For what values are these logarithms true?

Question

For what values, x and y, are both these equations true?

$$\frac {\log(x)}{\log(y)} = \frac 23$$

AND

$$\frac xy = \frac 23$$

How would one solve this?

Answer 1

The first equation can be rewritten as $$\ln x = {2\over 3}\,\ln y$$ or $$x = e^{\ln x} = e^{2/3 \ln y} = \left( e^{\ln y}\right)^{2/3} = y^{2/3}.$$ Substituting this into the second equation yields $$y^{-1/3} = {y^{2/3} \over y} = {2\over3},$$ so $\displaystyle y^{1/3} = {3\over2}$ and $\displaystyle y=\left(3\over2\right)^3={27\over 8}$. Then $\displaystyle x={2\over3}\cdot y = {2\over3}\cdot{27\over 8} = {9\over 4}$.

Answer 2

Hint.
Notice that, if $x,y> 0$, then \begin{align*} \frac{\log x}{\log y} &= \frac{2}{3}\\ \log x &=\frac{2}{3}\log y\\ \log x &= \log \left(y^{2/3}\right) \end{align*} and $$x = \frac{2}{3}y.$$

PROBLEM 1
Please lay out a span of the entries as a JSON list of strings, one string per line, leaving out blank lines. Begin at the line that contains "# draw the outline of every instance of the man" and stop after the line that contains "640 407 L 646".
The logarithm thread and the entries after it are unrelated material.

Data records
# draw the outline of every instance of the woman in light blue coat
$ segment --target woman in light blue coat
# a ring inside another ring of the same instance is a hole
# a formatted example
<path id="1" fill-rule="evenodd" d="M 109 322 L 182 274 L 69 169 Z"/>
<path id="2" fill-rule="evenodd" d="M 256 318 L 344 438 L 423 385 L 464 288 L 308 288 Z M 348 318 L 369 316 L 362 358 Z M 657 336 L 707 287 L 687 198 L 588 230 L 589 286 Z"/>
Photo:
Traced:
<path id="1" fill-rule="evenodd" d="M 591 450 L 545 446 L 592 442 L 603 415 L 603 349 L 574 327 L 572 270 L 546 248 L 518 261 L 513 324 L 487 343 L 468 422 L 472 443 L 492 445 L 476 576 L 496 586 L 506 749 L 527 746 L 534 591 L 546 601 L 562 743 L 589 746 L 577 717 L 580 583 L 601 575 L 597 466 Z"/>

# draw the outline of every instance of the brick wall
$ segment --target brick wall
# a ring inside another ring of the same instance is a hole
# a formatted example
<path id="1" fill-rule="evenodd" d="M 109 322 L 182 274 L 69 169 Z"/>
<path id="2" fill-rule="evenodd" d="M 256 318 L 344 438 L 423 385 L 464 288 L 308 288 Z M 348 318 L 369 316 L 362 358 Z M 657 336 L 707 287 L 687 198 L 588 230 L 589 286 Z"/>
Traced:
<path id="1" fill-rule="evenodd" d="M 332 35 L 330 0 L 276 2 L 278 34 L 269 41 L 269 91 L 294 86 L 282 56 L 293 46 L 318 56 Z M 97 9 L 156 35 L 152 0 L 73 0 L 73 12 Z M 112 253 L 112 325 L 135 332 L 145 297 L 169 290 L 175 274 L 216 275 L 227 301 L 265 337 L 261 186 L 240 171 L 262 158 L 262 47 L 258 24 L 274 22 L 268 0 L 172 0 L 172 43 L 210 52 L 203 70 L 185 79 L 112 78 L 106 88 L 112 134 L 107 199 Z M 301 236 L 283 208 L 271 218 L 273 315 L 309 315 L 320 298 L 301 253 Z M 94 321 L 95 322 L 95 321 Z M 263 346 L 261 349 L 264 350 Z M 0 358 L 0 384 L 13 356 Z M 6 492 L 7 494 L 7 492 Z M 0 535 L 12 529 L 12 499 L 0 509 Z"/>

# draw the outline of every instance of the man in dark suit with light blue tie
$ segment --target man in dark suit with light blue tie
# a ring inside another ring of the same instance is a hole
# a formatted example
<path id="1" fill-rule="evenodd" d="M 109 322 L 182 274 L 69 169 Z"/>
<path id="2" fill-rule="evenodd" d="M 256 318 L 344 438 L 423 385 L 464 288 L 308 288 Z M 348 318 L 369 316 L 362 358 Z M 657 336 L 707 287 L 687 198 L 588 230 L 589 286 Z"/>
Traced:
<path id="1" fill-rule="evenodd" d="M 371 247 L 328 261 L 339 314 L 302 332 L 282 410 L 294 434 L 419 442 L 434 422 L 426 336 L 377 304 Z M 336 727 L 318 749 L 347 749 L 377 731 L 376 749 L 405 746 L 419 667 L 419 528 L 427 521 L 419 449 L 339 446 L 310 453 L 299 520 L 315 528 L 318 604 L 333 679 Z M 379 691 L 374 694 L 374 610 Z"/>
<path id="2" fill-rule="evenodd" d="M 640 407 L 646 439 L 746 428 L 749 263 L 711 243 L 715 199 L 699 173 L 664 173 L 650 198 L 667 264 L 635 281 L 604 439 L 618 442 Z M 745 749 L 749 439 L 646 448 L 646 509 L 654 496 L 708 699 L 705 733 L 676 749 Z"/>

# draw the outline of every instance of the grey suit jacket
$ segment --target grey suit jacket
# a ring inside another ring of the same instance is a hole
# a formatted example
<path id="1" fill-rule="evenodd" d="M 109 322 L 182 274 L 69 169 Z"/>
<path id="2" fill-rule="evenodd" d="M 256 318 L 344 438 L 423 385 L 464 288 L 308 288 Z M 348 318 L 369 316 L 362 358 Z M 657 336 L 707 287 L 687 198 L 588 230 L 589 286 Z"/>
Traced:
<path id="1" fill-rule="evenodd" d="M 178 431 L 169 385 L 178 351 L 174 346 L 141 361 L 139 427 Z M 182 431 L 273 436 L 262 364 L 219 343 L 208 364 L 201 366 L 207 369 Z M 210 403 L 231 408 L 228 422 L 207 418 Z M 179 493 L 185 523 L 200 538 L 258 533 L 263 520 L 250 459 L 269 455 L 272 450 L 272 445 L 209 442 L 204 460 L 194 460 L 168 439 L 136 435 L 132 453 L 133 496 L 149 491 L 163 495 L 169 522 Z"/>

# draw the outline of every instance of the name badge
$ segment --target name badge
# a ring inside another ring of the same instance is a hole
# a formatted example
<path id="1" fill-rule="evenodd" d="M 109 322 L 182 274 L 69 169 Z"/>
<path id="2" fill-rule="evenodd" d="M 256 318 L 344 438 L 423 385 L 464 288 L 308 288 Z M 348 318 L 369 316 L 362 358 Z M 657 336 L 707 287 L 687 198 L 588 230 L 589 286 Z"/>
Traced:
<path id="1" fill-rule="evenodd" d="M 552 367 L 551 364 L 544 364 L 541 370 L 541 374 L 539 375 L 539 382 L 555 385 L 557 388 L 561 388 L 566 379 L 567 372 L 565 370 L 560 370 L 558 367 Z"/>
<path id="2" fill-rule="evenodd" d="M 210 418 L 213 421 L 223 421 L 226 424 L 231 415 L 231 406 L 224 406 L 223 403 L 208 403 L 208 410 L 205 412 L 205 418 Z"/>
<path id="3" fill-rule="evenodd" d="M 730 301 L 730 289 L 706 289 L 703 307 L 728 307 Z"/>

PROBLEM 2
List the labels that mark the separate posts in the logarithm thread.

EXPECTED OUTPUT 1
[
  "# draw the outline of every instance of the man in dark suit with light blue tie",
  "$ segment --target man in dark suit with light blue tie",
  "# a ring inside another ring of the same instance is a hole",
  "# a formatted example",
  "<path id=\"1\" fill-rule=\"evenodd\" d=\"M 109 322 L 182 274 L 69 169 Z\"/>",
  "<path id=\"2\" fill-rule=\"evenodd\" d=\"M 256 318 L 344 438 L 423 385 L 464 288 L 308 288 Z M 348 318 L 369 316 L 362 358 Z M 657 336 L 707 287 L 687 198 L 588 230 L 589 286 Z\"/>",
  "Traced:",
  "<path id=\"1\" fill-rule=\"evenodd\" d=\"M 371 247 L 328 261 L 339 314 L 302 332 L 282 410 L 294 434 L 419 442 L 434 422 L 426 336 L 377 304 Z M 336 727 L 318 749 L 347 749 L 377 731 L 376 749 L 405 746 L 419 667 L 419 528 L 427 521 L 419 449 L 339 446 L 310 453 L 299 520 L 315 528 L 318 604 L 333 679 Z M 379 691 L 374 694 L 374 610 Z\"/>",
  "<path id=\"2\" fill-rule=\"evenodd\" d=\"M 640 407 L 646 439 L 746 428 L 749 263 L 711 243 L 715 199 L 699 173 L 664 173 L 650 198 L 667 264 L 635 281 L 604 439 L 618 442 Z M 745 749 L 749 439 L 646 448 L 646 509 L 654 496 L 708 699 L 705 733 L 676 749 Z\"/>"
]

EXPECTED OUTPUT 2
Question
Answer 1
Answer 2